Primary metals were among the 15 industries to report growth on the Institute of Supply Management’s (ISM) manufacturing index in February.
According to the latest ISM data, February’s Production Index decreased by 4 percentage points to 50.3pc compared to January while the backlog of orders Index went up by 4.6 percentage points to 50.3pc from 45.7pc in January.
The Supplier Index increased by 4.4 percentage points to 57.3pc compared to January and the Employment Index also increasing by 0.3 percentage points to 46.9pc. On the other hand, Inventories were down by 2.3 percentage points to 46.5pc, the price index decreased by 7.4 percentage points to 45.9pc, new exports fell by 2.1pc points to 51.2pc, and new imports dropped by 8.7pc points to 42.6pc.
However, the overall sentiment for near-term growth in March was marginally positive as February’s PMI remains above 50pc. Economic activity grew cautiously in February with PMI at 50.1pc, down 0.8pc from January. Four of the 10 subindexes recorded expansion in February, down from six in January.

_Listed records_:
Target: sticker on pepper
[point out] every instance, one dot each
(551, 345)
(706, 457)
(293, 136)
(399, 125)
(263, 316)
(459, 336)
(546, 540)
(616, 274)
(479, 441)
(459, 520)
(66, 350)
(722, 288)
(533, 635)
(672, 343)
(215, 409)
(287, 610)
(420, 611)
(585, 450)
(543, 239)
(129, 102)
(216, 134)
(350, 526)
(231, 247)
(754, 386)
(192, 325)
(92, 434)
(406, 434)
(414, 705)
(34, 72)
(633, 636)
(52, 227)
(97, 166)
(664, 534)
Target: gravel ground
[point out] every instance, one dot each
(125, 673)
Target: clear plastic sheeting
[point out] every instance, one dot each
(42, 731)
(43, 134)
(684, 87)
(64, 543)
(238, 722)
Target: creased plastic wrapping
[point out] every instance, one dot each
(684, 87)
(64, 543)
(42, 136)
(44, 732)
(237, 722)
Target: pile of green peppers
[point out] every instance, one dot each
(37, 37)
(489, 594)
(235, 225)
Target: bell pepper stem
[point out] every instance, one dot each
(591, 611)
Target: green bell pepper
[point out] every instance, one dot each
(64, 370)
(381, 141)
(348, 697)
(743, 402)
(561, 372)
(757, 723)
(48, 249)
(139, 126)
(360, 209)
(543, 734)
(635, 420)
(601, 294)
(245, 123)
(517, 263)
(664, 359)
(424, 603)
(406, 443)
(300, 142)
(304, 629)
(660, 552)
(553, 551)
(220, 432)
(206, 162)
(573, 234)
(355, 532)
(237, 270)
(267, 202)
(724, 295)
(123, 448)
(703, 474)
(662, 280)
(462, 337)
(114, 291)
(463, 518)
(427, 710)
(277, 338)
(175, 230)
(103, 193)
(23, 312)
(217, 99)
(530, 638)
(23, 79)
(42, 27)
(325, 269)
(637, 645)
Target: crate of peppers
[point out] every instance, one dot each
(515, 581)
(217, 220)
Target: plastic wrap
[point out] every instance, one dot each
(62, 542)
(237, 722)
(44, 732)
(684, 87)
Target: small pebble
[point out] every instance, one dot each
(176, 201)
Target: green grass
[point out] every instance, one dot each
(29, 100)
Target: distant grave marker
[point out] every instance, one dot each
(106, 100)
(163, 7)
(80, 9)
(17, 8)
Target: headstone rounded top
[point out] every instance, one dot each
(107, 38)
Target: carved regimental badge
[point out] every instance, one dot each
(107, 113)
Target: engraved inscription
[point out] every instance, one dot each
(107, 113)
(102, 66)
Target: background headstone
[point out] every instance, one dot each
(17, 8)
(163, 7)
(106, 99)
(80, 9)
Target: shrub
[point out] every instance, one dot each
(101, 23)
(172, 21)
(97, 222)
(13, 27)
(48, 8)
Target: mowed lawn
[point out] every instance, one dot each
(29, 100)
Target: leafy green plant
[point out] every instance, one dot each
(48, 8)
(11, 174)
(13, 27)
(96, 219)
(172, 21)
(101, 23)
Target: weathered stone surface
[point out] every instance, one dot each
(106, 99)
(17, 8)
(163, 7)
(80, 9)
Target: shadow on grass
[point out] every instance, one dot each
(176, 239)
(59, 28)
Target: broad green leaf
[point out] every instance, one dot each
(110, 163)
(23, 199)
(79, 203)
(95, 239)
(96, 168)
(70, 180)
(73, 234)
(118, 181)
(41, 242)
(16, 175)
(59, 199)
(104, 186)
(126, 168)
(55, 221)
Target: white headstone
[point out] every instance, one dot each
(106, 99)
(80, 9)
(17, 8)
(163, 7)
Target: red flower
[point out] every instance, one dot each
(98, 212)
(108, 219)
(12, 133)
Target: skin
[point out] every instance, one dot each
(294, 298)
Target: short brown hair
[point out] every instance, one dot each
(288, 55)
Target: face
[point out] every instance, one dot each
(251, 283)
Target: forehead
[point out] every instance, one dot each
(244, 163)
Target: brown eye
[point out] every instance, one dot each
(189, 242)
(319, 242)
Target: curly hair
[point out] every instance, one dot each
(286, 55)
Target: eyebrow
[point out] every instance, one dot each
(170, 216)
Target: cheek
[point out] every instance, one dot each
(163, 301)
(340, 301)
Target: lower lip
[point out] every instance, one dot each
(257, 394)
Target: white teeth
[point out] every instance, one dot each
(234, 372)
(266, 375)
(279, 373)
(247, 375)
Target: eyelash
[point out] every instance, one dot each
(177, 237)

_Problem set_:
1. From the article on February's ISM manufacturing index, extract the span that runs from "The Supplier Index" up to and including "points to 42.6pc.".
2. Continue the article on February's ISM manufacturing index from its final sentence.

_Answers by task_:
1.
The Supplier Index increased by 4.4 percentage points to 57.3pc compared to January and the Employment Index also increasing by 0.3 percentage points to 46.9pc. On the other hand, Inventories were down by 2.3 percentage points to 46.5pc, the price index decreased by 7.4 percentage points to 45.9pc, new exports fell by 2.1pc points to 51.2pc, and new imports dropped by 8.7pc points to 42.6pc.

2.
The data indicated that while prices as well as demand and consumption contracted in February with a decline in production overshadowing the slight increase in employment. Petroleum and coal, transportation equipment, and nonmetallic minerals were among the three industries that reported a decline in growth during the month.
Supply change challenges related to Covid-19’s impact included delayed production resulting in longer lead times, constraints, and increased pricing in some industries, especially, electronics. Long-term supply chain concerns may improve US PMI though, as companies are seeking dual sources stateside just in case their corresponding Chinese sources are affected longer-term.
Overall, the economy continues its 130th straight month of growth, albeit at a slower pace as the manufacturing sector continues to decelerate for the second consecutive month.